◆ Text block ◆
****************

Patent Publication Number: US-4225901-A

Title: Lampchanger for a light

Description:
BACKGROUND OF THE INVENTION 
     Generally, it is old to provide a light, such as a navigational light with a lampchanger having a rotatable turret holding a plurality of lamps in which the turret rotates to place a new lamp in the operating position when one lamp burns out. However, such lampchangers are utilized in remote locations and must overcome severe environmental conditions, have a long life, have low maintenance and meet more stringent operating and space specifications. 
     The present invention is directed to various improvements in the turret, electrical contacts and supports in a lampchanger to provide a superior lampchanger. 
     SUMMARY 
     One feature of the present invention is the provision of an improved rotatable turret for holding a plurality of lamps including a turret body and a clamp coacting with the body for holding and releasably locking the lamps between the clamp and the body. Yieldable means urges the clamp and body together whereby the lamps may be inserted and removed from between the body and clamp. The body and clamp have coacting openings for securely receiving and holding the bases of the lamps and the clamp and the body each have a holding shoulder for engaging locking pins of the lamps therebetween. Preferably, the face of the clamp coacting with the body is tapered inwardly towards the body for ease in allowing the insertion of the lamp bases. 
     Another feature is the provision of a stop positioned adjacent the clamp limiting the movement of the clamp relative to the body for insuring that the removal of one lamp does not release other lamps from the turret. 
     In addition, the body and the clamp are metal and include cooling fins on their outer periphery for radiating heat from the lamps. For insulating the heat of the turret from the lampchanger, a circular insulating bushing is provided between the body and the lampchanger.

****************

◆ Data for this task ◆
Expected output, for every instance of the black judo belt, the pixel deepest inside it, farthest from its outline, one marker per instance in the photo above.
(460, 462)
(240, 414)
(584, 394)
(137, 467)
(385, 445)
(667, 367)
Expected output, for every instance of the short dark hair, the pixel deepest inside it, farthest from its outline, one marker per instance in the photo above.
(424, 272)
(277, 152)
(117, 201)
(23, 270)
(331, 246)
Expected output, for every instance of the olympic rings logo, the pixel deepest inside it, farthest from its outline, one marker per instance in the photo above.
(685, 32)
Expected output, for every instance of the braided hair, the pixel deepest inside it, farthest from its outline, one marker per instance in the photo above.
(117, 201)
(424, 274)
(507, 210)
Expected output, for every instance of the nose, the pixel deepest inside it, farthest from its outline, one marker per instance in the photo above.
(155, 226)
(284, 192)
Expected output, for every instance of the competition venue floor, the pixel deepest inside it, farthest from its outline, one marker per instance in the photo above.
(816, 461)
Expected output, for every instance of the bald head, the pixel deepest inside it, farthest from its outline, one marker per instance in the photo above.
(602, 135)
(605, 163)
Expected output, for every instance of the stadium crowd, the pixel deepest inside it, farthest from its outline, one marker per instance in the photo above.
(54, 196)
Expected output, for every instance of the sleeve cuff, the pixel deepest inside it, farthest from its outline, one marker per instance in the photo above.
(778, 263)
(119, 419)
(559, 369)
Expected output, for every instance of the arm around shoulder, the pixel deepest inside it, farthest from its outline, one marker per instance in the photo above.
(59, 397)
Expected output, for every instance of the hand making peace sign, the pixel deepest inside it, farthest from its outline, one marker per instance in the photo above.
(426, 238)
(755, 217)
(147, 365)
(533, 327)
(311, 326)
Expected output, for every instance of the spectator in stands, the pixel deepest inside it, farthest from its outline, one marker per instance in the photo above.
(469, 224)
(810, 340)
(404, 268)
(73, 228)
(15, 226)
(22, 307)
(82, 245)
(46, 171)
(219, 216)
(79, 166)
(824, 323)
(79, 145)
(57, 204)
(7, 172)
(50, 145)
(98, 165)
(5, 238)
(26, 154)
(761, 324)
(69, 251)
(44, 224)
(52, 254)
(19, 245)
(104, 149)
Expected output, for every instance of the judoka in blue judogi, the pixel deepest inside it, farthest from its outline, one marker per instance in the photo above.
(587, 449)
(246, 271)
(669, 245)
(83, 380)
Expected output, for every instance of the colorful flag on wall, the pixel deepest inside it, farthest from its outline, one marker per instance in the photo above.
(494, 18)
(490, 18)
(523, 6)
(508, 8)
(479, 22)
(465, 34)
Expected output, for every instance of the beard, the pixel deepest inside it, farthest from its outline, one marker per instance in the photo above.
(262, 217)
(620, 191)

****************

◆ Parts of the exercise ◆
A - In the lampchanger patent, why does the stop sit next to the clamp and limit the clamp's movement relative to the body?
B - Convert the lines of the records, from the line containing "Expected output, for every instance of the beard, the" through the end of the records, inclusive, into a numbered list, omitting any blank lines.

◆ Solved problems ◆
A - The stop limits how far the clamp can move away from the body. This ensures that removing one lamp does not release the other lamps from the turret.

B -
1. Expected output, for every instance of the beard, the pixel deepest inside it, farthest from its outline, one marker per instance in the photo above.
2. (262, 217)
3. (620, 191)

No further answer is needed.